Write out the records beneath this line exactly as they appear, minus any images.

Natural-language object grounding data
.....

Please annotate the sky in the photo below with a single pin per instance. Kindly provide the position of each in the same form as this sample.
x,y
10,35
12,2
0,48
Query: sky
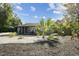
x,y
33,12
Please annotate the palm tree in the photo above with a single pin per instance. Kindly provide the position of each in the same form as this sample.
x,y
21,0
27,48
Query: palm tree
x,y
44,27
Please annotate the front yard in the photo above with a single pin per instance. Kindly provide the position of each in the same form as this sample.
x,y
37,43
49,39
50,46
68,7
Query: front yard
x,y
28,46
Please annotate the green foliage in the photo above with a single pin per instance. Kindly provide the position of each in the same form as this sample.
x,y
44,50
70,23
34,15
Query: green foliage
x,y
52,37
7,17
12,34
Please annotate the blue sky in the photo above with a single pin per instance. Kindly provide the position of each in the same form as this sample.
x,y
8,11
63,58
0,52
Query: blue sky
x,y
33,12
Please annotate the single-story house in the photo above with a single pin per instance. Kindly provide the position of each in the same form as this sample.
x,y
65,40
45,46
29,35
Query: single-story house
x,y
28,28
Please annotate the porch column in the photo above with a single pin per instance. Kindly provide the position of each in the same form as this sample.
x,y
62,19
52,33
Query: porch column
x,y
21,30
18,30
24,30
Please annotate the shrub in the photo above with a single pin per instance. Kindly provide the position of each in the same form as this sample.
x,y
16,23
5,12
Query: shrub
x,y
52,37
12,34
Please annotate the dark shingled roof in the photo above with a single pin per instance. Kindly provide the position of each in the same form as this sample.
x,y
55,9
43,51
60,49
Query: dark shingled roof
x,y
29,24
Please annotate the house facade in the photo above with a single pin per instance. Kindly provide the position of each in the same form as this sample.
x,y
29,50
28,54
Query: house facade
x,y
27,29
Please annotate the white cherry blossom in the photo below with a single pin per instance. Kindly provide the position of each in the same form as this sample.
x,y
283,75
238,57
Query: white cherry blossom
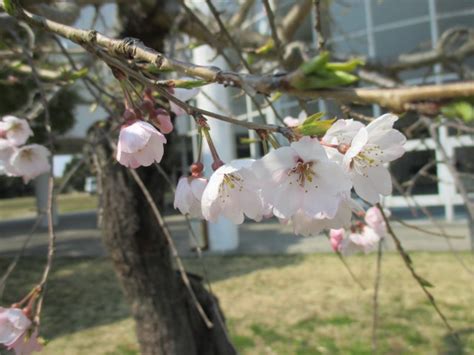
x,y
187,198
30,161
233,190
6,151
371,147
13,324
15,130
301,178
342,131
140,144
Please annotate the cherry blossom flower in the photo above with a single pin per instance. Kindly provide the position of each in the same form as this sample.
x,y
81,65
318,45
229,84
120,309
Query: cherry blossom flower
x,y
29,161
295,122
188,195
13,324
342,132
6,151
139,144
27,343
15,130
183,95
301,178
336,236
371,147
233,190
307,226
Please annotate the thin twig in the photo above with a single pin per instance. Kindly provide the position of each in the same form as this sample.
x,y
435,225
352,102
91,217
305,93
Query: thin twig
x,y
274,30
51,231
172,246
398,99
421,282
375,299
18,256
318,25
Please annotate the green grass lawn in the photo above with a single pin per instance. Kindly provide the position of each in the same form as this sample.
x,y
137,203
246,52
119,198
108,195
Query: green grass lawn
x,y
274,305
26,206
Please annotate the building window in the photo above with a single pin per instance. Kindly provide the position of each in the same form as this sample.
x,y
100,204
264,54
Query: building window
x,y
416,173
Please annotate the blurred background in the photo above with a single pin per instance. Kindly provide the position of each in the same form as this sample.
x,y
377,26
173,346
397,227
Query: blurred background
x,y
425,195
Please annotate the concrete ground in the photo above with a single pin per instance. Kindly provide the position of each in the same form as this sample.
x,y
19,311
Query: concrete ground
x,y
78,235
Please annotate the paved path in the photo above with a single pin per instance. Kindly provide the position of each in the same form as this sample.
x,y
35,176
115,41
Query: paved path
x,y
78,235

.....

Response box
Please annotate the sky in the photo below with a single pin per instance. Kindly provide the position of each in the same form as this sample.
x,y
10,35
12,2
0,48
Query: sky
x,y
33,12
Please annotate the palm tree in the photo above with a single pin per instance. Kindly provide the position of each in the same form as this sample.
x,y
21,0
27,48
Query: palm tree
x,y
44,27
Please annotate the front yard in the photo above with a single pin per instance. Kindly provide the position of each in the same form as this sample.
x,y
37,43
49,39
50,46
68,7
Query: front yard
x,y
28,46
Please annotate the green foliage in the photo above with a single pin per instance. Kindly provide the position of each in the same form as this sample.
x,y
44,50
70,23
34,15
Query: green foliage
x,y
52,37
7,17
12,34
Please annotate the blue sky in the photo above with a single pin per instance. Kindly provide the position of each in the same form as this sample.
x,y
8,11
63,58
0,52
Query: blue sky
x,y
33,12
Please annotate the single-story house in the photo above with a single pin per instance. Kindly provide the position of each in the same form as this sample.
x,y
65,40
45,46
29,35
Query: single-story house
x,y
28,28
Please annotate the porch column in the photo above with a single pin per instance. Kindly provide the position of each in the same form as this sample.
x,y
62,19
52,33
Query: porch column
x,y
21,30
18,30
24,30
Please annotate the shrub in the photo above with a single pin per instance. Kindly provide the position of each in the same form as this sample.
x,y
16,23
5,12
Query: shrub
x,y
52,37
12,34
Please annotate the dark shingled roof in the photo above with a single pin per instance. Kindly provide the position of each in the same form as this sample.
x,y
55,9
43,51
60,49
Query: dark shingled roof
x,y
29,24
Please annotate the house facade in the photo above with a single pin per instance. Kindly provide the position of each in the same form as this sample.
x,y
29,50
28,54
Query: house facade
x,y
27,29
Please annotate the white cherry blossom in the photo below with a single pin per instance. Kindly provide the position of each in the same form as this sample.
x,y
283,75
238,57
Query: white cherry blossom
x,y
187,198
30,161
233,190
6,151
371,147
13,324
15,130
301,178
342,131
140,144
Please annotate the cherry blossom flower in the photo above with a single pin per instance. Kindly provide the position of each in the same form as this sample.
x,y
81,65
318,45
229,84
120,309
Query: cherry blossom flower
x,y
29,161
295,122
188,195
13,324
342,132
6,151
139,144
27,343
15,130
183,95
301,178
336,236
371,147
233,190
307,226
Please annotate the thin twig in the photo above with a single pin per instance. Kindly provide the position of each in the same form as this sample.
x,y
435,225
352,102
91,217
305,93
Query: thin twig
x,y
274,30
51,231
172,246
398,99
421,282
375,299
18,256
318,25
Please annotate the green grass lawn in the photo above with a single pin per instance. Kindly provide the position of each in the same form as this sample.
x,y
137,203
246,52
119,198
108,195
Query: green grass lawn
x,y
274,305
26,206
Please annotate the building window in the photo above with a single pin per instance. Kindly provide the position of each in the same form as this sample.
x,y
100,204
264,54
Query: building window
x,y
416,173
Please annotate the blurred background in the photo above with a single pin per instance. Kindly provide the position of each in the same form as this sample.
x,y
377,26
173,346
397,227
Query: blurred background
x,y
425,195
Please annotate the concrete ground in the photo above with a single pin per instance. Kindly provide the position of each in the same form as this sample.
x,y
19,311
Query: concrete ground
x,y
78,235
Please annotate the paved path in the photo above with a single pin per instance. Kindly provide the position of each in the same form as this sample.
x,y
35,176
115,41
Query: paved path
x,y
78,235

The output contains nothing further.